§ **TASK INSTRUCTIONS**
Repeat exactly the lines of the entries below from the one with "Query: white breast" through the one with "Query: armchair armrest", both ends included, and nothing else.

━━━━━ DATA FOR ANALYSIS ━━━━━

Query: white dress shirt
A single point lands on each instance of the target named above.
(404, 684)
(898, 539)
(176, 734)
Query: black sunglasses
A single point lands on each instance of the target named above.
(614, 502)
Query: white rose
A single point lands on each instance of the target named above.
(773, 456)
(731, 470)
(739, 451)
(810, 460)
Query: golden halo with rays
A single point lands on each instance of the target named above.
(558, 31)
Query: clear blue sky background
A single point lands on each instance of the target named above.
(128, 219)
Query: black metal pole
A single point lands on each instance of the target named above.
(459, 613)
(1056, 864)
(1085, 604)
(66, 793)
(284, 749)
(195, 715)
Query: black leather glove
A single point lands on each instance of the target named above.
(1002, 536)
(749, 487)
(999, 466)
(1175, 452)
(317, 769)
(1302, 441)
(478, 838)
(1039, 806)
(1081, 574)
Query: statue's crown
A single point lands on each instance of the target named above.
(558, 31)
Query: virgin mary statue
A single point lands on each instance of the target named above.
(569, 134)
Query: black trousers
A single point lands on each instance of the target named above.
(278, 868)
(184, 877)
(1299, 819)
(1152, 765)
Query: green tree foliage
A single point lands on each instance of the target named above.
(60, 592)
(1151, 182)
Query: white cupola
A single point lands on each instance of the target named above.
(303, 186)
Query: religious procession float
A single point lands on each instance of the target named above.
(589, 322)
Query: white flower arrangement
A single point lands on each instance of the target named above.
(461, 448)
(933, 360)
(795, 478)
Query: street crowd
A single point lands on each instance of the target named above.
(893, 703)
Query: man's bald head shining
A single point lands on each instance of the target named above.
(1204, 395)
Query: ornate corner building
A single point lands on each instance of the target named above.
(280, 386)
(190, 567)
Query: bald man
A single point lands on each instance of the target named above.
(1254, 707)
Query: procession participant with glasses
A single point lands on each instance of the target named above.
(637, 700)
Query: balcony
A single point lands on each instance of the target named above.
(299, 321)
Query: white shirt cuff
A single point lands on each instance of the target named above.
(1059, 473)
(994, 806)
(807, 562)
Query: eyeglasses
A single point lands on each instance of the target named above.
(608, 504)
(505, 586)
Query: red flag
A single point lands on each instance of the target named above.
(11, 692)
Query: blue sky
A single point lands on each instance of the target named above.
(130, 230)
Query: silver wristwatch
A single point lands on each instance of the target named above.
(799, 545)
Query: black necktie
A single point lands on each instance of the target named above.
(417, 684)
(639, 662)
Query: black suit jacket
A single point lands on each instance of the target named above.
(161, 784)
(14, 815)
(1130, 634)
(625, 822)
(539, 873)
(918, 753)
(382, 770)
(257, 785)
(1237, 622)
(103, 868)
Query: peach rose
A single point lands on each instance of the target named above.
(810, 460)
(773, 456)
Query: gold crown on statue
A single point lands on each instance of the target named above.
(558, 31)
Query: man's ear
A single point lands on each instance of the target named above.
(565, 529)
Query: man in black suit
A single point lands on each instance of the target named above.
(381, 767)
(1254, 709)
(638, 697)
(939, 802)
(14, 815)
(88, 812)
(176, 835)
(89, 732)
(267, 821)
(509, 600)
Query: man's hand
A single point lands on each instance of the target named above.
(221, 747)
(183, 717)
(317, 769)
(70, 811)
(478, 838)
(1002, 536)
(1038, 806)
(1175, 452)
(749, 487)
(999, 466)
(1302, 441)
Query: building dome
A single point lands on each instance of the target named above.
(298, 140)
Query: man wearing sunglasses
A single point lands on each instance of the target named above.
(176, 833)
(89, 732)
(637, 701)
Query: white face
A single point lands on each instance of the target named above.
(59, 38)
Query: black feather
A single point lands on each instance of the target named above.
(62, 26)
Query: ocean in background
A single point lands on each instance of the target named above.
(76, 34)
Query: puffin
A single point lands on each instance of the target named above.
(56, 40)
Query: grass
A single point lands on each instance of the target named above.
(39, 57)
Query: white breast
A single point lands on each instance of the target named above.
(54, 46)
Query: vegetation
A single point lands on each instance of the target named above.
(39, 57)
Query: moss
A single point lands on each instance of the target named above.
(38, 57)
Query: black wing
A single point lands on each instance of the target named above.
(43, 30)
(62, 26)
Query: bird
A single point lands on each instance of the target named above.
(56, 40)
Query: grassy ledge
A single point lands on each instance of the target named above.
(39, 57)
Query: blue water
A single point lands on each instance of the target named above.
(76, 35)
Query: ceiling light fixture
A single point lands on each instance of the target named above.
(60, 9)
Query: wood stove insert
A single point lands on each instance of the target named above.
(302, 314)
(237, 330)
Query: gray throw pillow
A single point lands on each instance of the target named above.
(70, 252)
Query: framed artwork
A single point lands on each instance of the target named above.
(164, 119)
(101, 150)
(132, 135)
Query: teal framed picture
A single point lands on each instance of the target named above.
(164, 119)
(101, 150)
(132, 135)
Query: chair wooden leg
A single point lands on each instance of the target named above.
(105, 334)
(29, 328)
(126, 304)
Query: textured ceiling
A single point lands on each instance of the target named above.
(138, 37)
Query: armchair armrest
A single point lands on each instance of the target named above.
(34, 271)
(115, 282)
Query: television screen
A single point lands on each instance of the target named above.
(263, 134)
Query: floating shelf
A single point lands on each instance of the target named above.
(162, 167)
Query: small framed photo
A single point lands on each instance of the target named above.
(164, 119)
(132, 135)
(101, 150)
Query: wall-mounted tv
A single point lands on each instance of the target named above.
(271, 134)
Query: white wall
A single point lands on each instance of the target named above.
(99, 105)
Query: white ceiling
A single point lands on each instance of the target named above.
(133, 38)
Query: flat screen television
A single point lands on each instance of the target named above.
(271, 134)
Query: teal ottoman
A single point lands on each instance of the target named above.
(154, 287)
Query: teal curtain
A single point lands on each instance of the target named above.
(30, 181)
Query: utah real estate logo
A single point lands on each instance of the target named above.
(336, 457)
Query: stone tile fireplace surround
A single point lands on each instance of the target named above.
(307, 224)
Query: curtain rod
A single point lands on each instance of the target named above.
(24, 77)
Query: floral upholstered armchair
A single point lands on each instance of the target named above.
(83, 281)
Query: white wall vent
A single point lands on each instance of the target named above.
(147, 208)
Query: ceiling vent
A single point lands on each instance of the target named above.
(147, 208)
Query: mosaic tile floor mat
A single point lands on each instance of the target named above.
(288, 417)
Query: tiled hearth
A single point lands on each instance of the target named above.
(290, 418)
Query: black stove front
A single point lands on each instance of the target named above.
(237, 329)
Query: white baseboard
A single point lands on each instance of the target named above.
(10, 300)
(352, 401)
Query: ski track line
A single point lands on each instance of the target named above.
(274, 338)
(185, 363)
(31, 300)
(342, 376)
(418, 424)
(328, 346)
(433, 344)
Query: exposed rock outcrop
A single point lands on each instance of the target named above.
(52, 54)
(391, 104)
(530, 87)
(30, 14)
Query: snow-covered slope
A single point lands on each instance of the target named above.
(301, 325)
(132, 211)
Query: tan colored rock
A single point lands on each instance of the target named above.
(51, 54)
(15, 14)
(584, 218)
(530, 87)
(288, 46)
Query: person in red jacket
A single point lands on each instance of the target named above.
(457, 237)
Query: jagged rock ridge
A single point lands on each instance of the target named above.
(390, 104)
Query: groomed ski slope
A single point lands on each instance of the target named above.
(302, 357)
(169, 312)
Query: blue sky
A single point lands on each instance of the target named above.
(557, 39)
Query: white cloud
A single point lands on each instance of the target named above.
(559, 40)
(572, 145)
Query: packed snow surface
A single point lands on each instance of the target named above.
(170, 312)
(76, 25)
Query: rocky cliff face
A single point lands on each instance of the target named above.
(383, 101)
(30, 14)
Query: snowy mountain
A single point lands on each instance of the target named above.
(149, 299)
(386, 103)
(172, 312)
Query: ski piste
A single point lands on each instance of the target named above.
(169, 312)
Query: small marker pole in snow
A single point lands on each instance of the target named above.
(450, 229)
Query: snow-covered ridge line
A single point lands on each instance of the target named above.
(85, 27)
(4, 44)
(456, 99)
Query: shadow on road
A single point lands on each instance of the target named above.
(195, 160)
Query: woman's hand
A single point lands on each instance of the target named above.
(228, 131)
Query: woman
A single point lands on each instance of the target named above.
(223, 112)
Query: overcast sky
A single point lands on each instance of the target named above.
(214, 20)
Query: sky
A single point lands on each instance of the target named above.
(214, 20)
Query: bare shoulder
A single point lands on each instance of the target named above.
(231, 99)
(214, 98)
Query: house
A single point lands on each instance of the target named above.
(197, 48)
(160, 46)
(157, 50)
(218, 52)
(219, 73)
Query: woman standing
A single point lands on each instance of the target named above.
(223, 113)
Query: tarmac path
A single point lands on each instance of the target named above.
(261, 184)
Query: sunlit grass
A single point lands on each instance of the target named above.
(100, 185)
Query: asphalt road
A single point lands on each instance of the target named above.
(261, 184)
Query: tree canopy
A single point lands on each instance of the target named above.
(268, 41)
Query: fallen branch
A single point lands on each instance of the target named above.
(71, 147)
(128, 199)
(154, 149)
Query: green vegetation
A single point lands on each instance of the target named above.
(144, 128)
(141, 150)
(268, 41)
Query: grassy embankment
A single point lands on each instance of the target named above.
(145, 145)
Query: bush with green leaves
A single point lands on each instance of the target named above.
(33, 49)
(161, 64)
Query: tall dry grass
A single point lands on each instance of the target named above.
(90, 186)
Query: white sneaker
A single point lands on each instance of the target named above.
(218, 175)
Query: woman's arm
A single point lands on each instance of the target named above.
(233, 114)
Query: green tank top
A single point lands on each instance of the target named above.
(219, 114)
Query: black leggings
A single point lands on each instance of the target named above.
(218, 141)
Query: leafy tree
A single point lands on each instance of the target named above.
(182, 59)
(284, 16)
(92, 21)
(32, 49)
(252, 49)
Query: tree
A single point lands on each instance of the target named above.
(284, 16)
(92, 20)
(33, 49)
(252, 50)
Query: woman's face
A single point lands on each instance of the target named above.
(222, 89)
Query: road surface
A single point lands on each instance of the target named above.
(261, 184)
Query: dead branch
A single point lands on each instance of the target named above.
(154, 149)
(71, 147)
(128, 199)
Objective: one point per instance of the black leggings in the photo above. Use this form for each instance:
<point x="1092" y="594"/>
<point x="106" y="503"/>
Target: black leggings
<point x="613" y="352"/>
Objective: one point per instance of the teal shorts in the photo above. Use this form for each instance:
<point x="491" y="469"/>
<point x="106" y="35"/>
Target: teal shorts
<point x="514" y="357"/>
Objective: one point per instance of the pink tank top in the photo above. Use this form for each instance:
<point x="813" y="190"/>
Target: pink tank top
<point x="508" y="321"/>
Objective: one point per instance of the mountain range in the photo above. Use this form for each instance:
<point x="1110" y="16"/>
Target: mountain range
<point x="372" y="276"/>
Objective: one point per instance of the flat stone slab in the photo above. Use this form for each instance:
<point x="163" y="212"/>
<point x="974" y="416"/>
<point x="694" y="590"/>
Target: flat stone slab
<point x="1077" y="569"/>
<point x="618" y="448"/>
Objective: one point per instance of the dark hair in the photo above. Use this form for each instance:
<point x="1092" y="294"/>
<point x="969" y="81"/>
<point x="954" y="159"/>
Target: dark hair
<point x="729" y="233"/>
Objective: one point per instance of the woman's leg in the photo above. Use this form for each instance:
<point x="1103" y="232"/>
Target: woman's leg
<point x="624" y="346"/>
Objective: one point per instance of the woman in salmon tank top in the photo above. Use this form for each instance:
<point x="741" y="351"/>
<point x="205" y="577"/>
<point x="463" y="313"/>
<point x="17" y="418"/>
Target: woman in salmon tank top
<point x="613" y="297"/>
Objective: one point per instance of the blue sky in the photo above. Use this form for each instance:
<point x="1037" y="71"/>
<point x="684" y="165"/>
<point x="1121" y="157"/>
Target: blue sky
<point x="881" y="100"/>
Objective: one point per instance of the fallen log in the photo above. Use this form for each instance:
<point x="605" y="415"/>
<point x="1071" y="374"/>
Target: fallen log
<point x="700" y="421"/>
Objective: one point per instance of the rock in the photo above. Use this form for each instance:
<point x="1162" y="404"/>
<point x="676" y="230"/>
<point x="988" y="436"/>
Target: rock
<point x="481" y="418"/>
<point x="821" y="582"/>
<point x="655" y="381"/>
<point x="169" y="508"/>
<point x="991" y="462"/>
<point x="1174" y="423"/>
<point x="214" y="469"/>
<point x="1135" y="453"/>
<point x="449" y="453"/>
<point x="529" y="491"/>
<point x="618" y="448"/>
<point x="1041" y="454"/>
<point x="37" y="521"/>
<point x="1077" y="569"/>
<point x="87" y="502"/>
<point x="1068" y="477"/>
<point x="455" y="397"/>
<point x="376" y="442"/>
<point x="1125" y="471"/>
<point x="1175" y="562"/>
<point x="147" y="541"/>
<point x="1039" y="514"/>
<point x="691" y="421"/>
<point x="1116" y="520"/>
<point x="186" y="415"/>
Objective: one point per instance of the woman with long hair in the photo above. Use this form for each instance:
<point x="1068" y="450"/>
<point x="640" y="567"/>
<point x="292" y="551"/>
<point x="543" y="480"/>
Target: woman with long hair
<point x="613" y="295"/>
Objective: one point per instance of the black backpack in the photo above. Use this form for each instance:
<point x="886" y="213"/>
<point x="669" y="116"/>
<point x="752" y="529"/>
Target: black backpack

━━━━━

§ **ANSWER TO THIS PROBLEM**
Query: white breast
A single point lands on each instance of the target named above.
(54, 46)
Query: vegetation
A single point lands on each instance of the target named above.
(39, 57)
Query: moss
A single point lands on each instance of the target named above.
(38, 57)
Query: black wing
A single point lands on each instance of the target named above.
(43, 30)
(62, 26)
Query: bird
A single point lands on each instance of the target named above.
(56, 40)
Query: grassy ledge
A single point lands on each instance of the target named above.
(39, 57)
Query: blue water
A single point lands on each instance of the target named above.
(76, 35)
Query: ceiling light fixture
A single point lands on each instance of the target named above.
(60, 9)
Query: wood stove insert
A single point lands on each instance of the target named above.
(302, 314)
(237, 330)
Query: gray throw pillow
A single point lands on each instance of the target named above.
(70, 252)
Query: framed artwork
A single point lands on each instance of the target named above.
(164, 119)
(101, 150)
(132, 135)
Query: teal framed picture
A single point lands on each instance of the target named above.
(164, 119)
(101, 150)
(132, 135)
Query: chair wooden leg
A single point lands on each instance of the target named above.
(105, 334)
(29, 328)
(126, 304)
Query: textured ceiling
A single point lands on each instance of the target named above.
(138, 37)
Query: armchair armrest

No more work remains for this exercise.